**Verilen görev**
Aşağıdaki küreselleşme ve modern yaşam konulu belge bölümüne göre içinde bulunduğumuz zamanlar neden küresel zamanlar olarak nitelendiriliyor? Bir ya da iki cümleyle açıklayın.

**Belge bölümü**
-=-=-
Postmodernzim küreselizmdir. Küresel zamanlarda yaşıyoruz. Yeryüzünde bireysel ve toplumsal olarak ne olup bittiğinden tüm dünya insanların haberdar olduğu ve tepki gösterdiği zamanlardayız. Modern hayatın tüm dünyaya yayılmaya başladığı dönemlerdeyiz.
Modern yaşam, felsefik anlamda, kent insanın doğa karşısında kendine ait bir koza oluşturması ve bu kozasında rahat ve iyi yaşamasıdır. Çamurlu topraklara basmadığı, kar engeline takılmadığı, hızla seyahat edebildiği, hızla haberleşebileceği, düzenli bir yaşam oluşturabildiği, bakteri, virüs, haşere, kemirgenlere karşı korunabildiği, uzun dönem planlamalar yapabildiği, ömrünü nasıl yaşayabileceğini planlayabildiği, sanata, bilime, eğitime kolayca ulaşabildiği, düzenli çalışabildiği, özel bir hayat yaşayabildiği yaşamdır, modern yaşam.
Küresel yaşam aşamasında ise neler değişmektedir.
-=-=-
Etiketli nokta kayıtları:
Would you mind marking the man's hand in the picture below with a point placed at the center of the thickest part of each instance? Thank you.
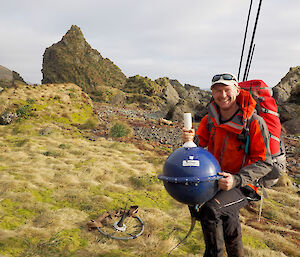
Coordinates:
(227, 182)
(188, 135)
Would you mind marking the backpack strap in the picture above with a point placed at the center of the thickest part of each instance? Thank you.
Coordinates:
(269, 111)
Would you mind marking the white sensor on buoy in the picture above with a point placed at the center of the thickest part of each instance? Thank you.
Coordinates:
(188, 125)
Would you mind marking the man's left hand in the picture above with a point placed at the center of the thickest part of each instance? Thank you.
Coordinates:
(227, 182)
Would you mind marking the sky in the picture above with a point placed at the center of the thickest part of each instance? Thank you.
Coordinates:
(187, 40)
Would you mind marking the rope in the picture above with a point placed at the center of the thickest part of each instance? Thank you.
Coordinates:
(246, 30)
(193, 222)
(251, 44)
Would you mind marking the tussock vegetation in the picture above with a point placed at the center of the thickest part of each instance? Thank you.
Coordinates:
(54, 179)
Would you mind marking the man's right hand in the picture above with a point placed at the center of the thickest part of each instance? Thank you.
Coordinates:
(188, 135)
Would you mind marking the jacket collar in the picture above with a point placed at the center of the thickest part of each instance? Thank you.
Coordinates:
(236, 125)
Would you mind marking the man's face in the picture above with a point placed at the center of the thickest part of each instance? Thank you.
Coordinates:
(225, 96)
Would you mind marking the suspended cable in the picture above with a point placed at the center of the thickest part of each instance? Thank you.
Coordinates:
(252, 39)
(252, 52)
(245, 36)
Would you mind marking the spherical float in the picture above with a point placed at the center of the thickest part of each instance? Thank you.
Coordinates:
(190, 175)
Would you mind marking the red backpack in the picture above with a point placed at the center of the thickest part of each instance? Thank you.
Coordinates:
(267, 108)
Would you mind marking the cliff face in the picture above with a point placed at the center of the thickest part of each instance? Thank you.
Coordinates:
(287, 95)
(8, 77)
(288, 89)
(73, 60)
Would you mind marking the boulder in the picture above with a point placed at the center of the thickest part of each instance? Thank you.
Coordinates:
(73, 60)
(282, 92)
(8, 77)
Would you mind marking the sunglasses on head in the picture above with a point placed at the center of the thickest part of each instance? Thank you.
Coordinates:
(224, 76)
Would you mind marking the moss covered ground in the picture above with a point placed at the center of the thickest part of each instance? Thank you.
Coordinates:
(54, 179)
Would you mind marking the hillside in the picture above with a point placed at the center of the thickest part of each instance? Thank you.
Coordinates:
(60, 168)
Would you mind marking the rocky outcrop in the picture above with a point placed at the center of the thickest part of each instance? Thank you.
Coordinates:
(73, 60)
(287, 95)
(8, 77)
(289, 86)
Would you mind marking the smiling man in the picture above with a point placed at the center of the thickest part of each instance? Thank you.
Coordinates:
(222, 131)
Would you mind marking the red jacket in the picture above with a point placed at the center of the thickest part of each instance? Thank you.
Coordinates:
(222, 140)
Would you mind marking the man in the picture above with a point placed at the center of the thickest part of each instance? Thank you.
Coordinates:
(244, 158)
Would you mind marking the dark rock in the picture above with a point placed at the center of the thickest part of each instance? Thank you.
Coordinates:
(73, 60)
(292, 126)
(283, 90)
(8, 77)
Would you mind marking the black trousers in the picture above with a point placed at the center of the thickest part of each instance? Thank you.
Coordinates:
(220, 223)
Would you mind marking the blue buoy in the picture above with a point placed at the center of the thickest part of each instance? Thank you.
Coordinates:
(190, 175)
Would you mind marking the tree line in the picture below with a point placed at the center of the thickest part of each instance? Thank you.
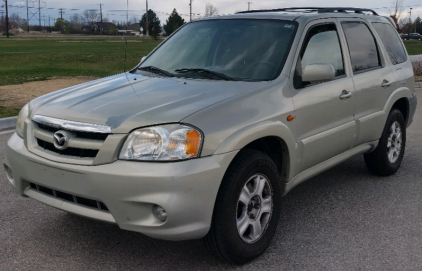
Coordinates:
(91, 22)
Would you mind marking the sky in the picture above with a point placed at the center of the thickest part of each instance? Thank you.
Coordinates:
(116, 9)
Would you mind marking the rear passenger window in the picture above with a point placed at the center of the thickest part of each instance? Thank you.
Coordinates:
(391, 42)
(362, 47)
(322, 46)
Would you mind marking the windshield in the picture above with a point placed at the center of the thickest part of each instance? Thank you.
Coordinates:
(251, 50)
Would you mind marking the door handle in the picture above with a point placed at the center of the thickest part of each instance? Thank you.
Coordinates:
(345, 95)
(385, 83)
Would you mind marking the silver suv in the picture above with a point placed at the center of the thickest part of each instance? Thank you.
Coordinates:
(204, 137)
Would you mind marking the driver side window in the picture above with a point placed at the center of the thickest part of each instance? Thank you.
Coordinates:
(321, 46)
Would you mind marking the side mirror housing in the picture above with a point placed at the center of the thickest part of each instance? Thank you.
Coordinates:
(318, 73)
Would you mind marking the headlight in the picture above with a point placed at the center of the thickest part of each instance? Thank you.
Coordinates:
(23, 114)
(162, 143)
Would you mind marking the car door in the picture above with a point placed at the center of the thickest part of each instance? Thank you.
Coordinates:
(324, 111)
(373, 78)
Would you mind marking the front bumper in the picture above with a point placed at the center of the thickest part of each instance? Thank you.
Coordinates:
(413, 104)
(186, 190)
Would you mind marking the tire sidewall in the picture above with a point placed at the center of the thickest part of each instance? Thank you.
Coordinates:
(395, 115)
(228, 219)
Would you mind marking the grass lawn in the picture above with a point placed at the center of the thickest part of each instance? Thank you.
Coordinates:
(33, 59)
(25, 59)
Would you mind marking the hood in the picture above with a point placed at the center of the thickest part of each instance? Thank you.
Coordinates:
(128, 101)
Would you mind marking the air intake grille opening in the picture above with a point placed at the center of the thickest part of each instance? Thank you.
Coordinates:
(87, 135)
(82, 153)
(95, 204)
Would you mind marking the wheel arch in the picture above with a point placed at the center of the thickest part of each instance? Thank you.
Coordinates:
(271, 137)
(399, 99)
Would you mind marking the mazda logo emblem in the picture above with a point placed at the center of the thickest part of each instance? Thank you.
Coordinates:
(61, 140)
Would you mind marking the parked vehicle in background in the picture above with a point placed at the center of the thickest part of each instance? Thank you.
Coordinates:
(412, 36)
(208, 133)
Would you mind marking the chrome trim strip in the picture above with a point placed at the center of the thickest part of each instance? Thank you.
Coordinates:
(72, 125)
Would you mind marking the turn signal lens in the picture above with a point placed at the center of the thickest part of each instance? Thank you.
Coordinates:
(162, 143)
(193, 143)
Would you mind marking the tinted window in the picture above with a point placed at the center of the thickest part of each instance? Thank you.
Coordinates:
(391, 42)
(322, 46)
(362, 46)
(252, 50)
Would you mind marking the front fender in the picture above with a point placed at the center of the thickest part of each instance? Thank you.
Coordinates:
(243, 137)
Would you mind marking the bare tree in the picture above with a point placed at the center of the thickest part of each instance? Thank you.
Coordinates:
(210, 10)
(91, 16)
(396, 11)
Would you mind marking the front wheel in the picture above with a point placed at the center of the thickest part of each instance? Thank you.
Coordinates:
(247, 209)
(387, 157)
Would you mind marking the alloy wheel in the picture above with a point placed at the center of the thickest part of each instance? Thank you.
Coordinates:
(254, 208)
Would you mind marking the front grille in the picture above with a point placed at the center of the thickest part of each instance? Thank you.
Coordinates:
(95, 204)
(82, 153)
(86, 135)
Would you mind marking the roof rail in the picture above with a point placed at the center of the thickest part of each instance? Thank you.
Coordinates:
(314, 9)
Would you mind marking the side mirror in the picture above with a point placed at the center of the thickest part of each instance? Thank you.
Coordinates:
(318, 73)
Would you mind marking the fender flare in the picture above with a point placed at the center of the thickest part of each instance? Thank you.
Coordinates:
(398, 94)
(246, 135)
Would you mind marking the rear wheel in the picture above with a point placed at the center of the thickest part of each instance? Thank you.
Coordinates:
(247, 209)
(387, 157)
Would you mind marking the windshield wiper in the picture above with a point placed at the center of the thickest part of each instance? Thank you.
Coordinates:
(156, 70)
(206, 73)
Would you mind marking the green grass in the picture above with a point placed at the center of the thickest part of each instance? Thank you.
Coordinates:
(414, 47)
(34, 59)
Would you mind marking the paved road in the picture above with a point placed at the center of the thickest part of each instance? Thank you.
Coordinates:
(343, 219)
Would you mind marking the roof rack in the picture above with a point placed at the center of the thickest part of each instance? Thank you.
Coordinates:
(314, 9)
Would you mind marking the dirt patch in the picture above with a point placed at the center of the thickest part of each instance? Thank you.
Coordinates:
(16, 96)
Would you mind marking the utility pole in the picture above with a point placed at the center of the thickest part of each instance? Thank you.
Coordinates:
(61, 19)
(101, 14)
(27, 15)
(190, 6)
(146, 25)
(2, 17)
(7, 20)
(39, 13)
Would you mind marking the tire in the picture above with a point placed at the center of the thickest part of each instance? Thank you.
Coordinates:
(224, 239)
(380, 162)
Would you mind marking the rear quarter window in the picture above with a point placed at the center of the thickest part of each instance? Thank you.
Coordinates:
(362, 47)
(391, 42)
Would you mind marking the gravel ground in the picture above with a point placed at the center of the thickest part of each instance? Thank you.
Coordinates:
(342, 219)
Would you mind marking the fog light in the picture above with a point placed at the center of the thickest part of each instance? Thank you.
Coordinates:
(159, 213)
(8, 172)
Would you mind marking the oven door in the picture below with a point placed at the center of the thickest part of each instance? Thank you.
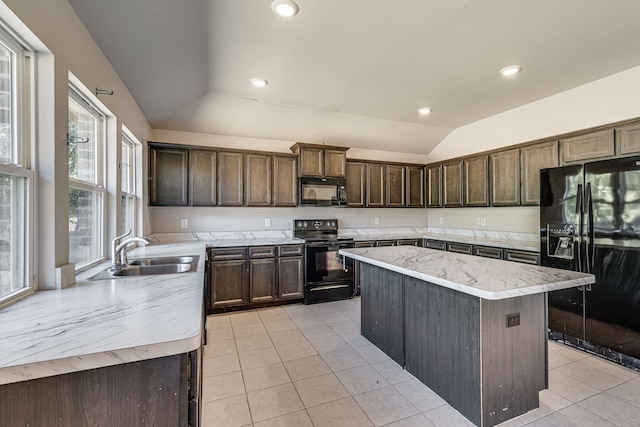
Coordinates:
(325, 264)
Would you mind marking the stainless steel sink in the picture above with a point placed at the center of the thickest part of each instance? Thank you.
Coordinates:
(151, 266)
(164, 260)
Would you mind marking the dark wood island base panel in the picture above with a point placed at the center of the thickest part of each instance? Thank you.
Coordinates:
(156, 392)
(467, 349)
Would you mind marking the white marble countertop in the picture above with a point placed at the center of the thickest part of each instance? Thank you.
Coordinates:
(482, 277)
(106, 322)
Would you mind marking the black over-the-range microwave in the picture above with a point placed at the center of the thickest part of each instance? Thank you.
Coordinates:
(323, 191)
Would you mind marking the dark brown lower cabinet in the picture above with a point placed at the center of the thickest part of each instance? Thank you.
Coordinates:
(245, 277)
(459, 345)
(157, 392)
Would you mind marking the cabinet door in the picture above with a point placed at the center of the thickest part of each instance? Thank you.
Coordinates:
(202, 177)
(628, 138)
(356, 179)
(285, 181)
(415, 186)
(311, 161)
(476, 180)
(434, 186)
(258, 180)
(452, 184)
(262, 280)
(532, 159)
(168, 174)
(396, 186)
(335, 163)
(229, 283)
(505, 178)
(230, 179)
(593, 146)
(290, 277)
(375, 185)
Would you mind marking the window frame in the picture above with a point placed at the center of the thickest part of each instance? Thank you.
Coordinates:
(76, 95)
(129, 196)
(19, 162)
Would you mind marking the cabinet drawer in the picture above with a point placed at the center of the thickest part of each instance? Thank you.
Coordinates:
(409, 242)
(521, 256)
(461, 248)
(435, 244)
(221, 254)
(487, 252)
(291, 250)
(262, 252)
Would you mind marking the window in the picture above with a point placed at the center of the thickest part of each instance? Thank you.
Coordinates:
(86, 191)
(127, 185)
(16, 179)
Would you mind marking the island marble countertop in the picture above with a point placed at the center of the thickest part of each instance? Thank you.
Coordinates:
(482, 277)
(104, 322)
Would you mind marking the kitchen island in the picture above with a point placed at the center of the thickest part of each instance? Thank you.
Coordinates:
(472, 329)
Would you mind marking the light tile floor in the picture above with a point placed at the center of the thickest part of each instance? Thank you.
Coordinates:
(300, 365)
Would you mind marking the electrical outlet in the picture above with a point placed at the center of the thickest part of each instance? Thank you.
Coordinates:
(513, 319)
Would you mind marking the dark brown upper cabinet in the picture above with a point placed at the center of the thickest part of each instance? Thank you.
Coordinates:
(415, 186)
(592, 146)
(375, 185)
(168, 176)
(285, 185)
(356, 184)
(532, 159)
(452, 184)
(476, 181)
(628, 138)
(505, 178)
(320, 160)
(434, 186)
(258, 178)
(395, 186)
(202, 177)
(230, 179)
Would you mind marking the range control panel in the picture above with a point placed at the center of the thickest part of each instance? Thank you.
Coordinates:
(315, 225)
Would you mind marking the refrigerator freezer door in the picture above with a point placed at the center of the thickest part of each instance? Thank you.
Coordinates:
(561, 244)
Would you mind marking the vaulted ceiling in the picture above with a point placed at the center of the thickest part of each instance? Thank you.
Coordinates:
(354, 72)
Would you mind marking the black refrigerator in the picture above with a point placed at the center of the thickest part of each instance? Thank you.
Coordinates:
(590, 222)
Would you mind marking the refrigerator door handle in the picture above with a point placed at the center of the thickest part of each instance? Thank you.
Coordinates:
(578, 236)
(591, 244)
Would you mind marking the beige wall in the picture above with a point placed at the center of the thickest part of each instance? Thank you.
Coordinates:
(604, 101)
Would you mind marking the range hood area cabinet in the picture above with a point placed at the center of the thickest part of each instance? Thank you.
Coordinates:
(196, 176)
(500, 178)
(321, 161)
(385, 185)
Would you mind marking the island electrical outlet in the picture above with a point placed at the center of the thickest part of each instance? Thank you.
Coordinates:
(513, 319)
-=-=-
**Çıktı**
Yeryüzünde bireysel ve toplumsal olarak olup bitenlerden tüm dünya insanları haberdar oluyor ve bunlara tepki gösteriyor. Ayrıca modern hayat tüm dünyaya yayılmaya başlamış durumda.